Text shown:
>> BEGIN

|My first ship on the first planet I found myself on|
*For those that don't know, day/night cycles in most video games are generated by moving the primary sun light source around the static map, not by moving the map (or planet, in this case) around the light source. It's like Copernicus's views of a heliocentric solar system have finally been realized in-game, although truthfully No Man's Sky isn't the first to do so, just perhaps the first to do so effectively and beautifully.
But this moment generated an actual feeling in me. Fear. I felt totally alone and afraid. I was, for that moment, convinced by this game that I could die out here on this planet, alone. On subsequent journeys, even after that feeling passed, I still never strayed too far away from wherever I recently landed my trusty ship, as it is my one true constant savior in this hostile alien galaxy. If the radiation has pierced my exo-suit, if I'm attacked by sentinel bots for over-mining the planet's resources, or if a giant dinosaur-like alien lifeform is running towards me hungry, I can attempt to retreat to the confines of my ship until I recuperate. And if I'm low on resources and can't recuperate immediately, I can blast off into space to escape those hostilities, hoping there's a starbase nearby I can put to port in so I can buy the supplies I need to feel comfortable and prepared enough to head out into the wild again.
What for? Why play this game? For the simple, pure joy of wandering around on alien planets and exploring the galaxy. If you're expecting anything more than this, you will be severely disappointed. But if you are, like me, content with living in the colorful cover of a 1970s pulp science fiction novel without ever reading that book, you'll have a wonderful experience.
|The game's aesthetic was clearly inspired by the sci-fi novel cover art of John Berkey and the like.|
I know that may sound weird, but as a kid, I would go to the library and dazzle at the covers of those overabundant science fiction novels that were, unbeknownst to me at the time, probably on their way to the dumpster or local thrift store to be replaced by newer version with less attractive and more "modern" covers. I was still too young to be able to pick most of them up for a read and actually comprehend what was inside, but the covers were enough. They sparked my imagination and turned me into the science fiction fan I am today (with the help of watching Star Trek and Star Wars, of course). I still have fond memories of those covers, and have spent a good deal of time perusing them on Google Image Search, just for taking in their wonderfully retro aesthetic.

>> END

Exercise set:
1. The passage about No Man's Sky names several dangers that would make the writer retreat to the ship. List every danger given in the sentence beginning "If the radiation has pierced".
2. Reproduce the part of the passage about No Man's Sky that opens with the words containing "What for? Why" and closes with "a wonderful experience.".

Data:
>> BEGIN

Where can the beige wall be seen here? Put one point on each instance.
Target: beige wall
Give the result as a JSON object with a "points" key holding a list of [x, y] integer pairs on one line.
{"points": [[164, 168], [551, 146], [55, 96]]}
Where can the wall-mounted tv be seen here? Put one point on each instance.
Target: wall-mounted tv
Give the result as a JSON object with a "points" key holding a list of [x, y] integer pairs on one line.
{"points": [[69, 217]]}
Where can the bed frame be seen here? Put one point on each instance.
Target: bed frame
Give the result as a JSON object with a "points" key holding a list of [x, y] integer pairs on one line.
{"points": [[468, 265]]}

>> END

Answers in order:
1.
- Radiation piercing the exo-suit
- An attack by sentinel bots for over-mining the planet's resources
- A giant dinosaur-like alien lifeform running toward the writer, hungry

2.
What for? Why play this game? For the simple, pure joy of wandering around on alien planets and exploring the galaxy. If you're expecting anything more than this, you will be severely disappointed. But if you are, like me, content with living in the colorful cover of a 1970s pulp science fiction novel without ever reading that book, you'll have a wonderful experience.